*REQUIRED WORK:*
1) From the SNP extraction page, copy the passage between "Repository files navigation" and "the main folder.", inclusive, word for word.
2) Answer these questions from the SNP extraction page:
(a) Which laboratory was the project designed with?
(b) From which folder are all scripts to be run?
(c) In which folder should the genome contig assembly be put?

*EXERCISE TEXT:*
BEGIN
Skip to content

Extract a section of a reference genome flanking an input locus with SNPs.

Notifications You must be signed in to change notification settings

bensutherland/fasta_SNP_extraction

Repository files navigation

fasta_SNP_extraction

Extract a section of a reference genome assembly flanking a SNP from an input tag.

Designed as part of a project with the Molecular Genetics Laboratory (MGL) at the Fisheries and Oceans Canada Pacific Biological Station (PBS).

Warning: this pipeline is provided as is, without any guarantee of usefulness.

All scripts are to be run from the main folder.
General overview:
0. Prepare input data (project-specific)

  1. BLAST search the genome
  2. Identify target range
  3. Obtain target range
  4. Rename amplicons
  5. Reverse complement necessary amplicons
  6. Select specific amplicons

0.1 Input information (example from Eulachon project)

Put original files in 02_input_data:
tpac_adaptive_loci_2018-03-22.csv
tpac_neutral_loci_2018-03-22.csv

Original format:

Loci_name,Loci_Sequence,SNP_location
Tpa_0002,GTTCGTTCAGTCTAAAGAGAATAATAGGACCGGGAGGTTTGTACTTATGTAATAGACACAC[A/T]CACATACATATGCGCA,62

Put genome contig assembly in 02_input_data/genome:
tpac_assembly/tpac_assembly_v1/tpac-contigs_min200.fa

0.1a Prepare input loci files

Concatenate input files, remove header, remove rest of line after first colon (occurs when multiple SNP locations):
cat 02_input_data/<your_markers>.csv | grep -vE 'Loci_name' - | awk -F":" '{ print $1 }' - > 02_input_data/input_loci.csv

Determine the position of the first SNP in the locus based on presence of a square bracket:
awk -F, '{ print $2 }' 02_input_data/input_loci.csv | while read l ; do echo $l | cut -d[ -f1 | wc -c ; done > 02_input_data/first_snp_position.csv note: wc -c counts the end of line character, so the position given will be truly the SNP position w/ a 1-base counting system.
END
[Natural language descriptions of regions]
BEGIN
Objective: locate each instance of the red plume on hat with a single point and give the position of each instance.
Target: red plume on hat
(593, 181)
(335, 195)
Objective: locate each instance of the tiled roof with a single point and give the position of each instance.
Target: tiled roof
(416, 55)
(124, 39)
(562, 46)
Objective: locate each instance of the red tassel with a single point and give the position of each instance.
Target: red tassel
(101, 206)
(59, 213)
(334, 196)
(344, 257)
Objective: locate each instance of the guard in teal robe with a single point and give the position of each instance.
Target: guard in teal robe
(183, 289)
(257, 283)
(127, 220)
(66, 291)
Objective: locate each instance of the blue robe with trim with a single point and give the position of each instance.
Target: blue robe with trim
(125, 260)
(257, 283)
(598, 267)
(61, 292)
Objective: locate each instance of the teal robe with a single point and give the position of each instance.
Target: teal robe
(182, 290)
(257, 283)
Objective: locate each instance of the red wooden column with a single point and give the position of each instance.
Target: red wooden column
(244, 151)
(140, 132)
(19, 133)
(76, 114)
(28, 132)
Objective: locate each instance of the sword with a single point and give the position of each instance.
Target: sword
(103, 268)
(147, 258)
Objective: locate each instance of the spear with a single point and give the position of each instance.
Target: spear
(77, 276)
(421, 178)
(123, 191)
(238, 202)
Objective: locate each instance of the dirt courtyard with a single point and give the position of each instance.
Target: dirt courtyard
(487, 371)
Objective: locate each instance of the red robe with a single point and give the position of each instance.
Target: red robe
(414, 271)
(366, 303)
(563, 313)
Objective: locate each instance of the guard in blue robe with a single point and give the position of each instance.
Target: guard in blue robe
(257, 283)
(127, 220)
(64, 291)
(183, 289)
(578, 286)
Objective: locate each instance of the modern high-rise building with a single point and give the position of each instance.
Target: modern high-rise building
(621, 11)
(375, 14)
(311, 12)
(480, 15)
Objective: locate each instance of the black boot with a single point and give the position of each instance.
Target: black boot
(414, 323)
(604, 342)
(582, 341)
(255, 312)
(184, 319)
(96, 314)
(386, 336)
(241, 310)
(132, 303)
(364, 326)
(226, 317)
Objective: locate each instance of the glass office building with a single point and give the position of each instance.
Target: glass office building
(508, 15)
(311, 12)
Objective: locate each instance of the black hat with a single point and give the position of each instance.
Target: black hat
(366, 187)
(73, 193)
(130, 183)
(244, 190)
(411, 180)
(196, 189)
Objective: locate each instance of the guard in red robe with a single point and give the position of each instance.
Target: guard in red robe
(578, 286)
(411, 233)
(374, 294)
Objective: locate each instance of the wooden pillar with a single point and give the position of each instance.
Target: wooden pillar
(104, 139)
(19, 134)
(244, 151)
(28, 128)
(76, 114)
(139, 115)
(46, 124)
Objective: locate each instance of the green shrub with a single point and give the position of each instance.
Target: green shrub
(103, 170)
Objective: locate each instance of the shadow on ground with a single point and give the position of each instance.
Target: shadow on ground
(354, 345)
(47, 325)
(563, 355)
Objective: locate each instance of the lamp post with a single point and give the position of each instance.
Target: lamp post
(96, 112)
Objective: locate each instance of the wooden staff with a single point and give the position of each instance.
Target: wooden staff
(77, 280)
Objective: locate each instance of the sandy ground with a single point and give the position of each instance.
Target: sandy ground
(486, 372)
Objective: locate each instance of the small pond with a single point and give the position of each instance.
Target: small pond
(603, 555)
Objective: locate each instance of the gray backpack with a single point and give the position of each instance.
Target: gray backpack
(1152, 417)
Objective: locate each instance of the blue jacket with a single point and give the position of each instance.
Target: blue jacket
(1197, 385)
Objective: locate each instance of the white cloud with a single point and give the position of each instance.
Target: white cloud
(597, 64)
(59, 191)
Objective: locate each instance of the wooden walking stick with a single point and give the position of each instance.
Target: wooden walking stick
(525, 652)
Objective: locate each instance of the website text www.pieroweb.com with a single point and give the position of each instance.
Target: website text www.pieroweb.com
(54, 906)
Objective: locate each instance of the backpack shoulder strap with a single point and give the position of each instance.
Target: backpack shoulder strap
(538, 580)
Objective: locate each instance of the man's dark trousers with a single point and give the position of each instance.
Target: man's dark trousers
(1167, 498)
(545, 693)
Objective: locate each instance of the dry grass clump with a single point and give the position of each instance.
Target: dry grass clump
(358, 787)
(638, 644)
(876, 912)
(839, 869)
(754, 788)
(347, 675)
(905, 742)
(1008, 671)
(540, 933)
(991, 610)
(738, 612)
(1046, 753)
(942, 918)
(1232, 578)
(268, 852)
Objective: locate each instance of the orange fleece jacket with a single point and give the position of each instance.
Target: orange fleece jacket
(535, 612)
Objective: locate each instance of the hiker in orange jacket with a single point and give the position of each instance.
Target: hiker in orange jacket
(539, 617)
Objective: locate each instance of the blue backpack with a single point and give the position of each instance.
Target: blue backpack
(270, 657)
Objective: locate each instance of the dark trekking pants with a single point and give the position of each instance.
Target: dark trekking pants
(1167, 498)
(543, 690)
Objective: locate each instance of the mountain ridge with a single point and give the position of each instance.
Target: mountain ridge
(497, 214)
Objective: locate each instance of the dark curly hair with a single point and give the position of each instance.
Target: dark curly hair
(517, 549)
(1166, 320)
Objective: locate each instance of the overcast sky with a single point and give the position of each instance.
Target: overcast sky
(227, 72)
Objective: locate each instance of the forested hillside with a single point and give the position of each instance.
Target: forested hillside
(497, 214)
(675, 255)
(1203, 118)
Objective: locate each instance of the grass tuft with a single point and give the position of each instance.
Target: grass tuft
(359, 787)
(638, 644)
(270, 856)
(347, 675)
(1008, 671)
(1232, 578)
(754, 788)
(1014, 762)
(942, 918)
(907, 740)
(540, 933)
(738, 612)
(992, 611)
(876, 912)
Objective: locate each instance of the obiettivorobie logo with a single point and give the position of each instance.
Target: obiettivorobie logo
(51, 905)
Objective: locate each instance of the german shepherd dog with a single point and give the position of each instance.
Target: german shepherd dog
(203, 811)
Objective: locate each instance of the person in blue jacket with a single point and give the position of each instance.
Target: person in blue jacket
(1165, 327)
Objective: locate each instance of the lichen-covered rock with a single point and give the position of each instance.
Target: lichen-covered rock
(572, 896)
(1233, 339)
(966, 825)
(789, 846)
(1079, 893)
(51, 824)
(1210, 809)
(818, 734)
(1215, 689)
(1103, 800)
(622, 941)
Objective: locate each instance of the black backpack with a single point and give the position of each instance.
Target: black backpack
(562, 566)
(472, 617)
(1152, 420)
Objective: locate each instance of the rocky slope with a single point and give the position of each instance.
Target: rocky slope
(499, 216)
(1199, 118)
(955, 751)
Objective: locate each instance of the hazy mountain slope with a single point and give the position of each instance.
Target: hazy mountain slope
END
*TASK-BY-TASK RESULTS:*
1)
Repository files navigation

fasta_SNP_extraction

Extract a section of a reference genome assembly flanking a SNP from an input tag.

Designed as part of a project with the Molecular Genetics Laboratory (MGL) at the Fisheries and Oceans Canada Pacific Biological Station (PBS).

Warning: this pipeline is provided as is, without any guarantee of usefulness.

All scripts are to be run from the main folder.

2)
(a) The Molecular Genetics Laboratory (MGL) at the Fisheries and Oceans Canada Pacific Biological Station (PBS)
(b) The main folder
(c) 02_input_data/genome